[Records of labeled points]
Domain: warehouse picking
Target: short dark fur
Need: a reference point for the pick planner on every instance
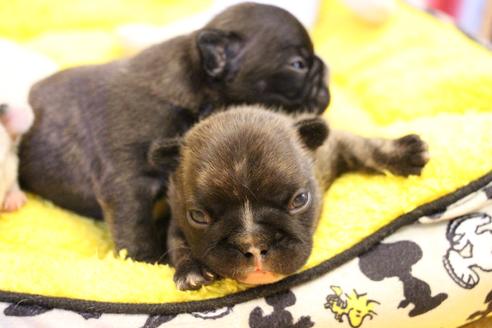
(257, 158)
(87, 150)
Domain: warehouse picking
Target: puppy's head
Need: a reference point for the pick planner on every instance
(256, 53)
(245, 195)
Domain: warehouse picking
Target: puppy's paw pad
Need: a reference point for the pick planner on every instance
(193, 276)
(410, 155)
(14, 200)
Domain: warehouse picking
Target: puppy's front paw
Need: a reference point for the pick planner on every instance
(192, 276)
(409, 156)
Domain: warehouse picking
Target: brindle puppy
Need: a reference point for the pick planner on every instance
(87, 149)
(246, 196)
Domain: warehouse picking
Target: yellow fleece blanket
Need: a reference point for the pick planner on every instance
(412, 74)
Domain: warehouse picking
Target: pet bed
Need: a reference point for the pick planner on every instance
(389, 251)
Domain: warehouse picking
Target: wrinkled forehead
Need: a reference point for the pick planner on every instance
(270, 177)
(268, 26)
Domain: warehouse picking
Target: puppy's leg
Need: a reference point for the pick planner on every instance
(127, 209)
(344, 151)
(190, 274)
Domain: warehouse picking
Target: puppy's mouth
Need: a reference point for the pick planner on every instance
(260, 277)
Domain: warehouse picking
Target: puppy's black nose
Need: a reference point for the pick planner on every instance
(256, 252)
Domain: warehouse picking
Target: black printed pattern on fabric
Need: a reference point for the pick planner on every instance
(470, 239)
(213, 315)
(24, 310)
(90, 315)
(280, 317)
(482, 314)
(31, 310)
(155, 321)
(396, 260)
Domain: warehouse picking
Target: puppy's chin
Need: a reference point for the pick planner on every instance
(260, 278)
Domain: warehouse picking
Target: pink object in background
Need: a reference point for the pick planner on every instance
(450, 7)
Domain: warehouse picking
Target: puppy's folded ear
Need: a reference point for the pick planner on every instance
(218, 49)
(313, 131)
(163, 153)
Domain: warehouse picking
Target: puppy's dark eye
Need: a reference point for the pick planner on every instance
(298, 63)
(198, 218)
(299, 201)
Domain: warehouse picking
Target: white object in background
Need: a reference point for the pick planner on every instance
(20, 68)
(372, 11)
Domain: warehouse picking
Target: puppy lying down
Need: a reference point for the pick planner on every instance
(247, 192)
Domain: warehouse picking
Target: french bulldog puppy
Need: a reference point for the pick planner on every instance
(87, 149)
(246, 195)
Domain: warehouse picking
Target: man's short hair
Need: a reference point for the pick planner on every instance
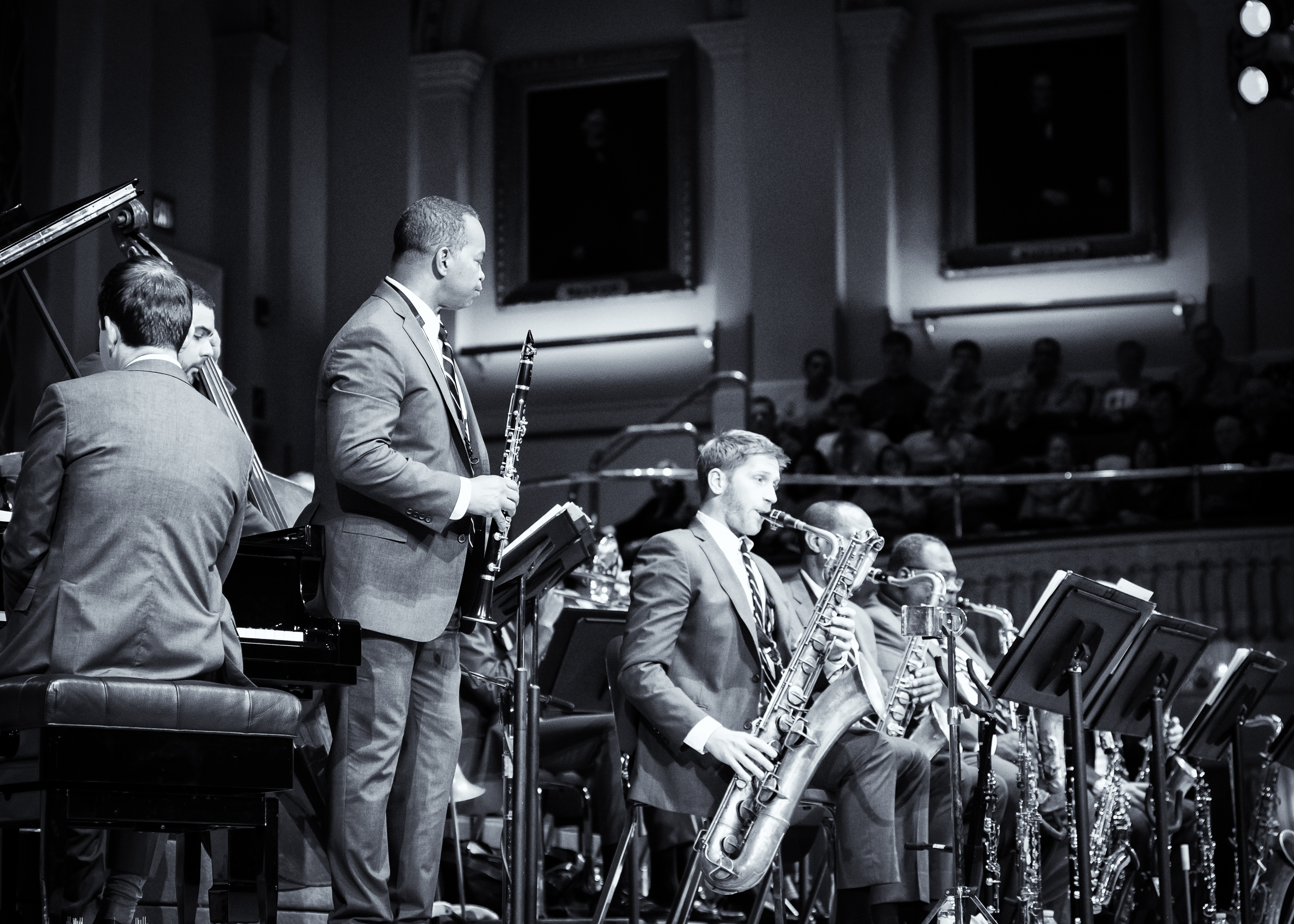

TASK REQUIREMENTS
Gather every line of the records above that contains the string "dark". Case counts.

ANSWER TO THE PROBLEM
Target: short dark fur
Target: puppy's dark eye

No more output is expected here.